Text:
******
One Employee Tests Positive for COVID-19 at Port of Virginia
One employee at the Port of Virginia has tested positive for the novel coronavirus, port officials confirmed in a webcast on Thursday. The individual was last at his post at Virginia International Gateway on March 21, and areas where he had visited have been carefully sanitized by a specialist contractor. One colleague had come into contact with him, and that individual has been identified.
The case has not had any operational impact on the port. In a new precautionary measure, though, the Port of Virginia is now taking the temperature of anyone coming into Norfolk International Terminal and Virginia International Gateway. Any individual with a temperature of more than 100.4 degrees Fahrenheit may not enter. Similar screenings will soon be rolled out at the Port of Virginia's other terminals, including Portsmouth Marine Terminal and Newport News Marine Terminal.
The screening does not apply to truckers, who do not physically interact with port employees within the terminal.
******
Raw data:
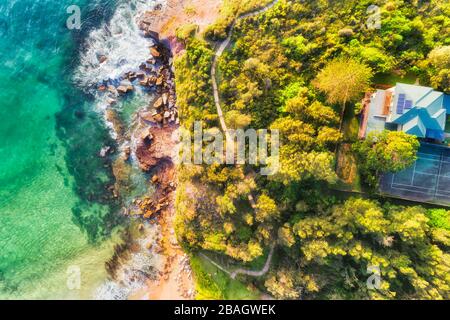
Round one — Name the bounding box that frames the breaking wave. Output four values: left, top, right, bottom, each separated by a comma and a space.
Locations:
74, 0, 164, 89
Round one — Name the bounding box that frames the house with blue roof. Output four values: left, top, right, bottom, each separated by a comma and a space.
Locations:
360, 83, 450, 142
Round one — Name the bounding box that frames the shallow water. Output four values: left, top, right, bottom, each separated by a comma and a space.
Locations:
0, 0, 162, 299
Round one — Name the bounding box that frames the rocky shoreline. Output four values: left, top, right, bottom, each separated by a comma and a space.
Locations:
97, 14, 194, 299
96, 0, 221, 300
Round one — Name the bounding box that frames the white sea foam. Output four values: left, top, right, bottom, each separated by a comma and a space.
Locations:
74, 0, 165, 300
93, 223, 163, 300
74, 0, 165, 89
******
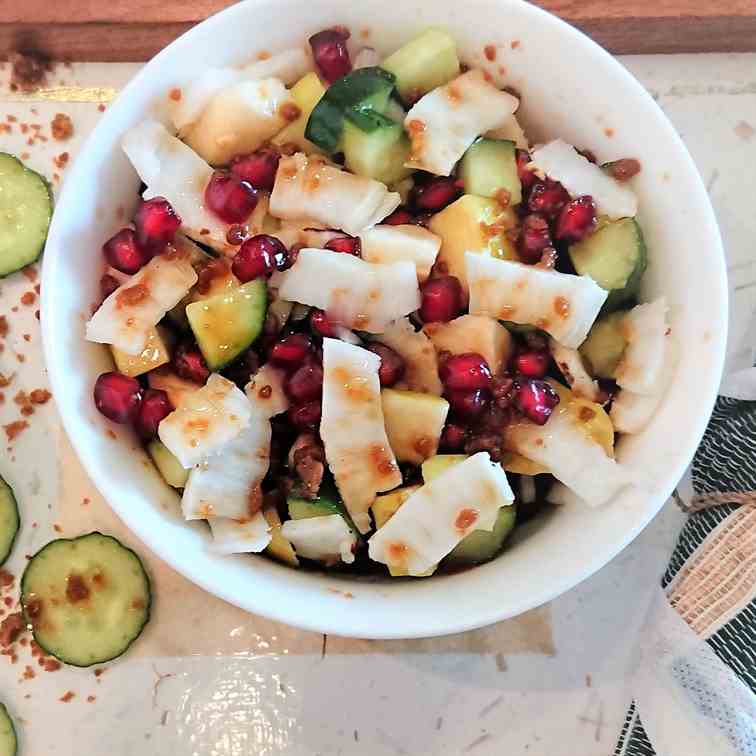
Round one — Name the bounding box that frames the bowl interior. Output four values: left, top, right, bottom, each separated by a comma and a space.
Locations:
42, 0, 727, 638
******
Problem details: Continue the article on the Port of Virginia employee who tested positive for COVID-19, starting after its final sentence.

Exercise response:
“It is one of the best things we can possibly do . . . to protect the employees,” said Thomas Little, a top official with the International Longshoremen's Association at Hampton Roads, speaking to the Virginian Pilot.
Like other American seaports, the Port of Virginia has announced a new priority system for health-critical cargoes like PPE, medical equipment, hand sanitizer and other goods necessary for the COVID-19 response effort. "We’re continuing to swiftly move our customers’ cargo to where it’s needed – including COVID-19 test kits and medical supplies," said Port of Virginia CEO John Reinhart in a statement.
As at the main West Coast seaports, the Port of Virginia's total TEU volume at the port fell last month, declining by nearly nine percent relative to March 2019. Reinhart predicted difficult weeks ahead due to the economic effects of the COVID-19 pandemic.